**TASK LIST:**
(1) Reproduce the passage of the press review starting with "And the Telegraph" and going on through "multiculturalism has been.".
(2) According to the press review, what name does the Daily Mail give to Natasha Philips and Ashley Lamprey?
(3) For each statement, say whether it agrees with the press review and quote the words that decide it. (a) The Financial Times found that the media changes were announced with a welcome lack of spin. (b) The Guardian is unimpressed by the overhaul of the government's media operation. (c) The hormone injection to combat obesity was developed by American scientists.

**TEXT BLOCK:**
◇ ◇ ◇

The Daily Mail says the government's argument has been "Shot To Pieces" and its credibility now "blown out of the water".

The Independent calls it a spectacular double missile strike, which leaves the prime minister's reasons for invading Iraq in tatters.

Yesterday's expert witnesses did not call anyone a liar, says the Daily Mirror.

But they insisted they were unhappy with the langauge used in the dossier, and the way the information was presented.

And that, says the Mirror, points the finger of blame straight at Downing Street.

'Spin' shake-up

The shake up of the government's media operation in the wake of Alastair Campbell's departure is widely covered.

The Financial Times feels the changes themselves were announced yesterday with a welcome lack of spin.

But it believes much more needs to be done if the decline in public trust is to be reversed.

The Guardian welcomes the overhaul and credits Tony Blair with a huge u-turn which offers the biggest opportunity for mature political debate in many years.

But the Times is unimpressed, saying the restructuring is based on a fantasy, and insisting that virtually all politicians are born with what it calls "original spin".

Citizenship tests

The forthcoming tests of "Britishness" for immigrants seeking UK citizenship get three cheers from the Daily Mail.

It's not about erecting barriers, it says, but about helping people to belong in ways that enable them to celebrate British culture in addition to their own.

And the Telegraph likes the idea too. It says the significance of the latest proposals is that even Labour - or at least the government - seems to have realised how damaging multiculturalism has been.

But the Sun demands to know what David Blunkett's tests will achieve.

They won't stop illegal immigrants and bogus asylum seekers, it claims, because they don't need to understand British history, culture and traditions before they smuggle their way here to work for £30 a day.

And Magnus Linklater, writing in the Times, also forsees problems.

The truth is that the British themselves are so fuzzy about the meaning of the term "British" that teaching it to foreigners is well-nigh impossible.

'Runaway romance'

The main story for the Daily Mail is the search for 12-year old Natasha Philips and 15-year-old Ashley Lamprey.

The "Puppy Love Pair", as the paper dubs them, are on the run, it says, after refusing to let a holiday romance die.

'Fat jab'

And the Sun's lead story is the hormone injection that's been developed by British scientists to combat obesity.

The paper says the treatment - which suppresses a patients' appetite - could render the Atkins diet and other regimes redundant, and will be greeted with joy by millions across Britain.

◇ ◇ ◇

**ENTRIES SUPPLIED:**
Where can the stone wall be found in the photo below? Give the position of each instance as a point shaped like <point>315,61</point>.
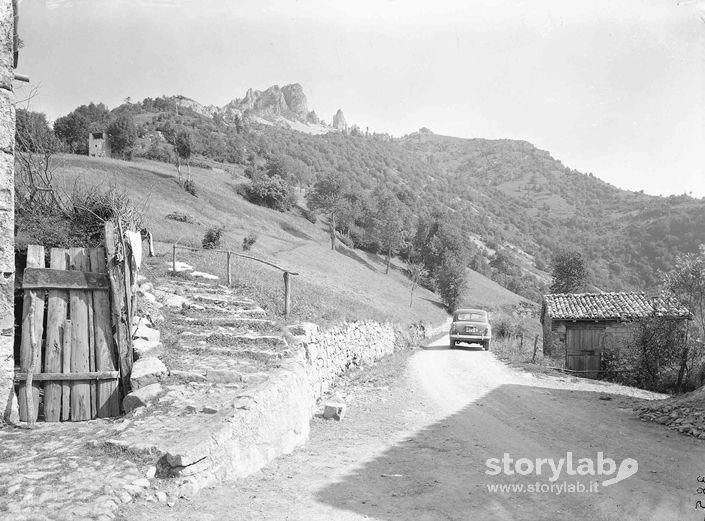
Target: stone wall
<point>273,418</point>
<point>8,401</point>
<point>328,355</point>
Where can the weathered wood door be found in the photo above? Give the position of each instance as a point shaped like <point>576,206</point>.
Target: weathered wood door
<point>74,357</point>
<point>583,349</point>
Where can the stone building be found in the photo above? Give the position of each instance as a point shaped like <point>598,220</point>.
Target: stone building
<point>98,144</point>
<point>580,327</point>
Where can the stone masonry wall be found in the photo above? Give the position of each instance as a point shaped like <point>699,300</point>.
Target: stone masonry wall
<point>8,402</point>
<point>273,418</point>
<point>328,355</point>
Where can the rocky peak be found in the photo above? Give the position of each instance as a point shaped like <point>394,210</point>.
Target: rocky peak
<point>288,101</point>
<point>339,122</point>
<point>295,99</point>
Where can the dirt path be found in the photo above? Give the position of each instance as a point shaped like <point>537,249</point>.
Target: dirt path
<point>416,448</point>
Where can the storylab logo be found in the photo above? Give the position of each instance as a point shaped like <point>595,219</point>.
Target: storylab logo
<point>560,476</point>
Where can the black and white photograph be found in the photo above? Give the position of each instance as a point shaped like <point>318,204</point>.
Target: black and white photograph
<point>345,260</point>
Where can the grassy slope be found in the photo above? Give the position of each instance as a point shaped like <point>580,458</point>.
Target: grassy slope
<point>345,284</point>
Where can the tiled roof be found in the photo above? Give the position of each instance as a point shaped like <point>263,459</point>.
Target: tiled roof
<point>611,306</point>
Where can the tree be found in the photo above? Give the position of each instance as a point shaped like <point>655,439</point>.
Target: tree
<point>328,197</point>
<point>416,272</point>
<point>451,280</point>
<point>569,273</point>
<point>32,132</point>
<point>122,134</point>
<point>35,146</point>
<point>183,146</point>
<point>686,283</point>
<point>391,224</point>
<point>73,129</point>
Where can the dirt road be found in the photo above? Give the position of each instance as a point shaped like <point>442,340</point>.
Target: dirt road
<point>416,440</point>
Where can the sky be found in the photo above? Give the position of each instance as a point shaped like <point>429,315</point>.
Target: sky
<point>611,87</point>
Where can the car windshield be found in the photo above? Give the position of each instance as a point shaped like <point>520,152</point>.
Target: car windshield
<point>473,316</point>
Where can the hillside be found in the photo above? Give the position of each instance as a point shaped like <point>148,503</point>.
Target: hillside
<point>514,205</point>
<point>332,285</point>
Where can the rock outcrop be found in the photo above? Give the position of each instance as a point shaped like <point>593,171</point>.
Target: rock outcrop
<point>288,101</point>
<point>339,122</point>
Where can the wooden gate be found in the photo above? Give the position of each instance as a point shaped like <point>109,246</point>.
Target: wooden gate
<point>75,359</point>
<point>584,349</point>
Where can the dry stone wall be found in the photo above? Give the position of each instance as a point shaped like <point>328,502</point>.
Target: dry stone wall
<point>327,355</point>
<point>8,402</point>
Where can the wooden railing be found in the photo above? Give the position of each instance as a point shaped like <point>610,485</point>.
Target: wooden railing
<point>229,254</point>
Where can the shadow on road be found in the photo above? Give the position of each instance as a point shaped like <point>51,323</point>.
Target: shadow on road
<point>440,472</point>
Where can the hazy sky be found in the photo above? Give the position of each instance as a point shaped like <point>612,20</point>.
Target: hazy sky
<point>612,87</point>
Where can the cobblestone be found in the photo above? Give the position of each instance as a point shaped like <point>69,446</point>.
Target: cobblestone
<point>54,472</point>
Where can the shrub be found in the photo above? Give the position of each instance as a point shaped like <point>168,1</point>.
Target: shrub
<point>271,192</point>
<point>309,215</point>
<point>212,238</point>
<point>249,241</point>
<point>158,153</point>
<point>451,281</point>
<point>347,241</point>
<point>180,217</point>
<point>190,187</point>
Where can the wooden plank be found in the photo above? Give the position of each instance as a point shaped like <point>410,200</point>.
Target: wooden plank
<point>35,259</point>
<point>54,377</point>
<point>128,280</point>
<point>91,350</point>
<point>50,278</point>
<point>56,316</point>
<point>120,327</point>
<point>80,390</point>
<point>65,368</point>
<point>105,360</point>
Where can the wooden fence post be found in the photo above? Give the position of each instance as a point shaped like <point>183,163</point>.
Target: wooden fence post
<point>536,345</point>
<point>66,368</point>
<point>31,328</point>
<point>287,294</point>
<point>121,329</point>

◇ ◇ ◇

**SOLVED TASKS:**
(1)
And the Telegraph likes the idea too. It says the significance of the latest proposals is that even Labour - or at least the government - seems to have realised how damaging multiculturalism has been.

(2) The Daily Mail calls them the "Puppy Love Pair".

(3)
(a) Yes: "the changes themselves were announced yesterday with a welcome lack of spin."
(b) No: "The Guardian welcomes the overhaul."
(c) No: "the hormone injection that's been developed by British scientists to combat obesity."